<<<<

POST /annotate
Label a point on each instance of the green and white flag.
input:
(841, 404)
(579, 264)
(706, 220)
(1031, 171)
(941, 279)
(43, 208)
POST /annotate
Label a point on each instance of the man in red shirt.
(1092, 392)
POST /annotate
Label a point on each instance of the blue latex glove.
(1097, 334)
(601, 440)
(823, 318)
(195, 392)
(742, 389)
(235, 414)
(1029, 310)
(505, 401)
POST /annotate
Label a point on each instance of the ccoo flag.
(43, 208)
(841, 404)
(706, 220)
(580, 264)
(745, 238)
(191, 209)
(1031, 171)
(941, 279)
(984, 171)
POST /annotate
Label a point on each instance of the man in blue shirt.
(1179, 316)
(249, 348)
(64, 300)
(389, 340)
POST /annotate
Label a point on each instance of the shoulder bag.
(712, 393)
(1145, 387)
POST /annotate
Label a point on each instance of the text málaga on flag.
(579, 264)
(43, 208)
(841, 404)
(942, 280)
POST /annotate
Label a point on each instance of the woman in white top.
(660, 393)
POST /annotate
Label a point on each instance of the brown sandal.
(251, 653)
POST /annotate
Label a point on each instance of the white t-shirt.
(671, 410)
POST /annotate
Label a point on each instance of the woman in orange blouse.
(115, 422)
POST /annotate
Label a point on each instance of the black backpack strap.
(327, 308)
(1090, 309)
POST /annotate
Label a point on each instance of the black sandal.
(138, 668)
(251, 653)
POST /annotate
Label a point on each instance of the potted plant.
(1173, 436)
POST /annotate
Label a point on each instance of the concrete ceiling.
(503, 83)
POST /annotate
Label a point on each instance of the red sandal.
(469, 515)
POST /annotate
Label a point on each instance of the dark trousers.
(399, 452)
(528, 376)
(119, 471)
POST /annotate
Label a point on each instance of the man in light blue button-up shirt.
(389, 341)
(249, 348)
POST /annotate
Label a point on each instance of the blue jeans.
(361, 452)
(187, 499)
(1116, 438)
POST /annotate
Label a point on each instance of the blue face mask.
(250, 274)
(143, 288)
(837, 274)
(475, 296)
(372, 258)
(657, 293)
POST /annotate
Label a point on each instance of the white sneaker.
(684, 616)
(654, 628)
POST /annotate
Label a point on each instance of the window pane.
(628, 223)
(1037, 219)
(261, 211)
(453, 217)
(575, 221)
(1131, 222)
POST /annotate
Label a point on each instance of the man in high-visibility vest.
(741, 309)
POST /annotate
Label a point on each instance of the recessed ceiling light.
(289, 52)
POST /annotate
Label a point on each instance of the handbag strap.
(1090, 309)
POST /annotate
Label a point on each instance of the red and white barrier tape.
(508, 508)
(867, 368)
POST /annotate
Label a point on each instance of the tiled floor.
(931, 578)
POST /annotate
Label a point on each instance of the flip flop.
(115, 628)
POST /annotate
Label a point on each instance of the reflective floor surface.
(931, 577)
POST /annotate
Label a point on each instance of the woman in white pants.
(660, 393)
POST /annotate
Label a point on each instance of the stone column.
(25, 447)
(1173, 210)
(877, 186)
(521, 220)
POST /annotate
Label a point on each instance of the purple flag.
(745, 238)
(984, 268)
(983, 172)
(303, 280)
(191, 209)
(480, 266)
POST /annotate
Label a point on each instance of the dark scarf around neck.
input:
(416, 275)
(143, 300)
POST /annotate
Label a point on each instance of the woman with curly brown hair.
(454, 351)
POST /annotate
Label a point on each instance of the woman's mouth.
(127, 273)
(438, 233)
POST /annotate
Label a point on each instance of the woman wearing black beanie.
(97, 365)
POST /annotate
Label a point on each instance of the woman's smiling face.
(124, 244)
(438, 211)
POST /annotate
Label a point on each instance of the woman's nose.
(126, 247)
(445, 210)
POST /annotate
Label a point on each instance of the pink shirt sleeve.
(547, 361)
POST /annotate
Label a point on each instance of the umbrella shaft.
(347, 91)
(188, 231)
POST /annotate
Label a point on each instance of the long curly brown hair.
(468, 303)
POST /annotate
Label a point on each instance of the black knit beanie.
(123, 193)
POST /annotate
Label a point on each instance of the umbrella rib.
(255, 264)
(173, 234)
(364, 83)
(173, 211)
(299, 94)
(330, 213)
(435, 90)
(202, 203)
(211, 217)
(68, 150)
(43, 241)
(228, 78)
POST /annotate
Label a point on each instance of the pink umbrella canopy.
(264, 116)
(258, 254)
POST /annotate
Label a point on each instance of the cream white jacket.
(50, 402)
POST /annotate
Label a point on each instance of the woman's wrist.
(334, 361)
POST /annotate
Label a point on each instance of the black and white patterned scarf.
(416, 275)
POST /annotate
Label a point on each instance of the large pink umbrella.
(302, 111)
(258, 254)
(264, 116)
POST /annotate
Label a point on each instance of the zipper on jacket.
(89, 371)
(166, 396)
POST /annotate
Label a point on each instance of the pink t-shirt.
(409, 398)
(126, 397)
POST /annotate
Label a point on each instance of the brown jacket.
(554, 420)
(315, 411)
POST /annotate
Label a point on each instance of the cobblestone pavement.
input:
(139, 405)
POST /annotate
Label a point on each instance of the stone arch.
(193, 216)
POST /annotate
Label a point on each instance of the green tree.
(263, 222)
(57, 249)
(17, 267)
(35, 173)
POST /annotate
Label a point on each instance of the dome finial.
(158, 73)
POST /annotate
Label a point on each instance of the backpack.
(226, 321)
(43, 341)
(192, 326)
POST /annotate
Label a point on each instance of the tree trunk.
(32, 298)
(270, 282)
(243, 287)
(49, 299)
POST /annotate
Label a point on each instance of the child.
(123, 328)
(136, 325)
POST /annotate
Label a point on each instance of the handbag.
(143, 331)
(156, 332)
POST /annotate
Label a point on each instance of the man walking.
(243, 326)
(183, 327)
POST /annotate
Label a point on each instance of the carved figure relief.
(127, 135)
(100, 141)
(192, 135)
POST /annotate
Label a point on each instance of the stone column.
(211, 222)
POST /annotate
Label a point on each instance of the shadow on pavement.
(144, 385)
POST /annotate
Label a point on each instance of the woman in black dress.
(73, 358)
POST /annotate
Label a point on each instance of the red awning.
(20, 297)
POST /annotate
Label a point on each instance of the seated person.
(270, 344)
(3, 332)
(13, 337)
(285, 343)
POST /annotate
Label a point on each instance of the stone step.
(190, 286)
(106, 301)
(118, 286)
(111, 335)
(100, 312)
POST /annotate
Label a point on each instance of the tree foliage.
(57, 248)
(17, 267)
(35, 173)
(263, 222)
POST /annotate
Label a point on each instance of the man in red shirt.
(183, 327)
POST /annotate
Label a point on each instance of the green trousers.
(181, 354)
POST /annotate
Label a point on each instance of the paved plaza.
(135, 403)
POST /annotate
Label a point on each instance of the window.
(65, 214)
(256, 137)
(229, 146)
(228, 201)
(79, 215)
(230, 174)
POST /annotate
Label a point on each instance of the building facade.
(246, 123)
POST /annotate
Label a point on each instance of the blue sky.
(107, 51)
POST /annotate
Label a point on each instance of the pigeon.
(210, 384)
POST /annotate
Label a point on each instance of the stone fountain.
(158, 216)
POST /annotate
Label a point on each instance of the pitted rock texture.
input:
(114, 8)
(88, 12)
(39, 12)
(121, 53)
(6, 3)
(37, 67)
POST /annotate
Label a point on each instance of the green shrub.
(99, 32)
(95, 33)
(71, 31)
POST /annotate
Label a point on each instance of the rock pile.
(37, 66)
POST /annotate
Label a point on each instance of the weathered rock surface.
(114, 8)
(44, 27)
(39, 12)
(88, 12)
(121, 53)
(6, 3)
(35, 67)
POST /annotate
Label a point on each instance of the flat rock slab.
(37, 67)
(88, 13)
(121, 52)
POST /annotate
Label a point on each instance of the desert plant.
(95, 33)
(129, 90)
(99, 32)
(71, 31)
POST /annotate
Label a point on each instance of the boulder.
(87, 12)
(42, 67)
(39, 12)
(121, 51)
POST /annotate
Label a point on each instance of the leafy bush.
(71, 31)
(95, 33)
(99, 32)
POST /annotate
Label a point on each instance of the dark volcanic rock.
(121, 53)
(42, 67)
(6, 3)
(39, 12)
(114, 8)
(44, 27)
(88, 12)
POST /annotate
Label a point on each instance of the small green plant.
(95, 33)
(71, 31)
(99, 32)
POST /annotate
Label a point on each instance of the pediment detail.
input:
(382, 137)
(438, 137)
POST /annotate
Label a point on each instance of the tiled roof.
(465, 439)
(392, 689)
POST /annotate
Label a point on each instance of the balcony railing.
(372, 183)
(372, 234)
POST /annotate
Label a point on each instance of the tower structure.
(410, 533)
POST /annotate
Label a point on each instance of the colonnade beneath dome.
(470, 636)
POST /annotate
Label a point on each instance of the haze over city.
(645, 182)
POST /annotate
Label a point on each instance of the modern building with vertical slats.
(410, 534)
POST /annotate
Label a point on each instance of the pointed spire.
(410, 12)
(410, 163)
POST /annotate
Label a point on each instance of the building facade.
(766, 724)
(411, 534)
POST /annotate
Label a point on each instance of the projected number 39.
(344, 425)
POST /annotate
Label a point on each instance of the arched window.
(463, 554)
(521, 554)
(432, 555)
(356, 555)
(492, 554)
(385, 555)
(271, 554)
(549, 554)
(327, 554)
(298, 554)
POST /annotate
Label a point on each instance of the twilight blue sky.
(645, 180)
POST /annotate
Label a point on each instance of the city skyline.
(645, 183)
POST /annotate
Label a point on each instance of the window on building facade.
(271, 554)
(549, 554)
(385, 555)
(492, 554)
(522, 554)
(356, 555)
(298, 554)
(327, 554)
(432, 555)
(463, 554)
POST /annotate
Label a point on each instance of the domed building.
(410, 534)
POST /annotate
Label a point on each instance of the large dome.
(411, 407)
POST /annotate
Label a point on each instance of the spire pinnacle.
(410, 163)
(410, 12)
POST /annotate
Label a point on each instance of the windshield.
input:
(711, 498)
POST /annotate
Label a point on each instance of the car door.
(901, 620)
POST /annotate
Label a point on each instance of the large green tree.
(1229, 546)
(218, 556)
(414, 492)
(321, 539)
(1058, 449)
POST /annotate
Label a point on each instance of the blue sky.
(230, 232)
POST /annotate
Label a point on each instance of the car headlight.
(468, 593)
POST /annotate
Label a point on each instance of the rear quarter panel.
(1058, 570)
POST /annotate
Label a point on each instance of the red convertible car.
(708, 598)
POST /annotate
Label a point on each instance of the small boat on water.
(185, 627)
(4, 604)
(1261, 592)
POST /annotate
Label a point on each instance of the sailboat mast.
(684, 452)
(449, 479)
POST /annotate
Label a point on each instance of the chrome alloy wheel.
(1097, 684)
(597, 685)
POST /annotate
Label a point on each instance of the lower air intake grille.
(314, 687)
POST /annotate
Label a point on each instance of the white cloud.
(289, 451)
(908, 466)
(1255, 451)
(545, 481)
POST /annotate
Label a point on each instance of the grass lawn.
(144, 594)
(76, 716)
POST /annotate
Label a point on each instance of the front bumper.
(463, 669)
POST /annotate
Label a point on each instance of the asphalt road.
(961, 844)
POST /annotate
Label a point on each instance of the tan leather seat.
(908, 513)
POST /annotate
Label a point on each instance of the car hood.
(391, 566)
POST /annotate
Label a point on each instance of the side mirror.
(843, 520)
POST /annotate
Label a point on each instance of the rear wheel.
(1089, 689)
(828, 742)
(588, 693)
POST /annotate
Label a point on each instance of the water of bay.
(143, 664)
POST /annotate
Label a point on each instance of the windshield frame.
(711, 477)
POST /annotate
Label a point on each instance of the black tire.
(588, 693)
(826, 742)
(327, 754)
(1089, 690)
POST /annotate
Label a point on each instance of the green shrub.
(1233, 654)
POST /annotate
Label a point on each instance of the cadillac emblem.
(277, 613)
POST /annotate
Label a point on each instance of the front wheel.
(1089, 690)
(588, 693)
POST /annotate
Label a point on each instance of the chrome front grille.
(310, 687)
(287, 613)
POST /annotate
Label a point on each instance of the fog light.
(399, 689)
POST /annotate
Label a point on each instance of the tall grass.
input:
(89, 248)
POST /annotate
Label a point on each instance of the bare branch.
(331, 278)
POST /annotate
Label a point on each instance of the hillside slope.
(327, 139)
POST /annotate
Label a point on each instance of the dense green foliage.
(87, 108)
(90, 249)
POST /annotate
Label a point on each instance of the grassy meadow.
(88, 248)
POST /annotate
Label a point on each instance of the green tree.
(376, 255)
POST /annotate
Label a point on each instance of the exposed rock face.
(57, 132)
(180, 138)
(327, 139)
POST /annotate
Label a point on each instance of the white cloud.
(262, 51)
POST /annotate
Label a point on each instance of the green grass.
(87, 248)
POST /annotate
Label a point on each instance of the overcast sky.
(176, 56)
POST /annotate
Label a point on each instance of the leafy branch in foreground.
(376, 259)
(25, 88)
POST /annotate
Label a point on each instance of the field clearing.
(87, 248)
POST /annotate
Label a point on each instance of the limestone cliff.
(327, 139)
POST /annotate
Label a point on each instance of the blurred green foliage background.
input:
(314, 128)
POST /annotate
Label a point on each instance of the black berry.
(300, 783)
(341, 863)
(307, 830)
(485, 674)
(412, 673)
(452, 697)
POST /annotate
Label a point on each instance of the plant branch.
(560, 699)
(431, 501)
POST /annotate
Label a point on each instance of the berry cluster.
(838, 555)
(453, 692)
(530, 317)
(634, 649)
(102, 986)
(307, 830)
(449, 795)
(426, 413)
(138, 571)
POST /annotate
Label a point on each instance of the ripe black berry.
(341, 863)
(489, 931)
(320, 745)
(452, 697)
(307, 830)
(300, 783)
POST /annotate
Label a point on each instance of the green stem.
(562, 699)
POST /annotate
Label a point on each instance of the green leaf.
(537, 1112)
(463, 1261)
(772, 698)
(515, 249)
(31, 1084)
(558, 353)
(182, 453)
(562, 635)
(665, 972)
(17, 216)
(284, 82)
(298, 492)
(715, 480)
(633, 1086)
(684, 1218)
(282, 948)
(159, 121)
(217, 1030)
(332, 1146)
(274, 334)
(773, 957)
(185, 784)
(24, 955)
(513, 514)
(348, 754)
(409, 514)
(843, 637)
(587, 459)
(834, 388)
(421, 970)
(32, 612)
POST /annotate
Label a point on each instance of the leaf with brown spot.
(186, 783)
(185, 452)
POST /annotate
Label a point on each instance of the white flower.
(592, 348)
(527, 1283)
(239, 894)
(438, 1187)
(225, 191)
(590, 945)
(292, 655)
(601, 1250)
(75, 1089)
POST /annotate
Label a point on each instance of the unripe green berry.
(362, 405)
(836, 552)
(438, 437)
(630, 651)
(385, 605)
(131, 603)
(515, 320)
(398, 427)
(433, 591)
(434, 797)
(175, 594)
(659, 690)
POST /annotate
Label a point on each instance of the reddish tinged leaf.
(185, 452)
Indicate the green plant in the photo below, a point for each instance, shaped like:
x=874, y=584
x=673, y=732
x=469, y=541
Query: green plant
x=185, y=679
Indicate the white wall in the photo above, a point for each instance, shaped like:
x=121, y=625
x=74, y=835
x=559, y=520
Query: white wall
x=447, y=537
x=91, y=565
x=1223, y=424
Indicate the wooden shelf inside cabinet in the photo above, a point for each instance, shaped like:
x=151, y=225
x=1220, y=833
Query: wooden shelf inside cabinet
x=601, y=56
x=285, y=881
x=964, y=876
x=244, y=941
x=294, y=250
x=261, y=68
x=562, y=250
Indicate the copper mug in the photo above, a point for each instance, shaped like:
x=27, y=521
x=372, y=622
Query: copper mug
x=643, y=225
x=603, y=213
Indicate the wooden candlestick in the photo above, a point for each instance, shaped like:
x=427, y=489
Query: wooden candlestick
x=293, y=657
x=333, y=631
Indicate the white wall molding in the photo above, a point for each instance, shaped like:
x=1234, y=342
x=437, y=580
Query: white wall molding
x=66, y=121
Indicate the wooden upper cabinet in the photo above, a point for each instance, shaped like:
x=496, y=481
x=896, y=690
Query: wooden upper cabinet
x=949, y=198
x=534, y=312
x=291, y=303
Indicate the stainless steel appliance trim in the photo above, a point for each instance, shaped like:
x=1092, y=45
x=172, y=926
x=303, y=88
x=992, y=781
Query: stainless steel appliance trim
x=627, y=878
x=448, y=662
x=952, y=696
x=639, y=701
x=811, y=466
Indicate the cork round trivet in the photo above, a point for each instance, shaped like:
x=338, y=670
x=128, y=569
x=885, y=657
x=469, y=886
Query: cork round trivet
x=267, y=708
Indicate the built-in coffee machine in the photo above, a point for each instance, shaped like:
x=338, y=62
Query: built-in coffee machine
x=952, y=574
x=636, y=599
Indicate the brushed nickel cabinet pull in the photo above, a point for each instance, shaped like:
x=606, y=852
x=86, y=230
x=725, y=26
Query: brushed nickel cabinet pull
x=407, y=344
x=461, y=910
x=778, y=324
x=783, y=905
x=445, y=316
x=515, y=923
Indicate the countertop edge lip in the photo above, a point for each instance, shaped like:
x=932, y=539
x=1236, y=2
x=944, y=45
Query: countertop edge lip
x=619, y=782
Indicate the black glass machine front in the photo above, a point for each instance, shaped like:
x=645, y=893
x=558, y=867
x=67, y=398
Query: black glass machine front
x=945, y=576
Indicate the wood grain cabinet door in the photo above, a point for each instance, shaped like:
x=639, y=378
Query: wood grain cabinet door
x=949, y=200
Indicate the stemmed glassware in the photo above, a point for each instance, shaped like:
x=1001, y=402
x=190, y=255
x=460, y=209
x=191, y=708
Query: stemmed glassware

>>>>

DIRECTIONS FOR THIS TASK:
Copy the lines from the one containing "Indicate the brushed" through the end of the items, inclusive, reproducing each line without any change.

RIGHT ANSWER:
Indicate the brushed nickel cabinet pull in the photo above, a point for each instance, shaped like:
x=606, y=852
x=86, y=230
x=725, y=26
Query: brushed nickel cabinet pull
x=407, y=344
x=461, y=910
x=778, y=324
x=783, y=905
x=445, y=316
x=515, y=923
Indicate the countertop edge lip in the photo above, a point for each instance, shaped like:
x=932, y=539
x=1236, y=2
x=944, y=45
Query: countertop edge lip
x=619, y=782
Indicate the black glass machine front in the photo above, a point for each instance, shaped like:
x=645, y=893
x=558, y=867
x=67, y=398
Query: black glass machine front
x=945, y=576
Indicate the wood grain cabinet door in the photo above, a point for each instance, shaped like:
x=639, y=378
Query: wood grain cabinet door
x=949, y=200
Indicate the stemmed glassware in the photo above, a point for each instance, shaped like:
x=1001, y=402
x=190, y=255
x=460, y=209
x=191, y=708
Query: stemmed glassware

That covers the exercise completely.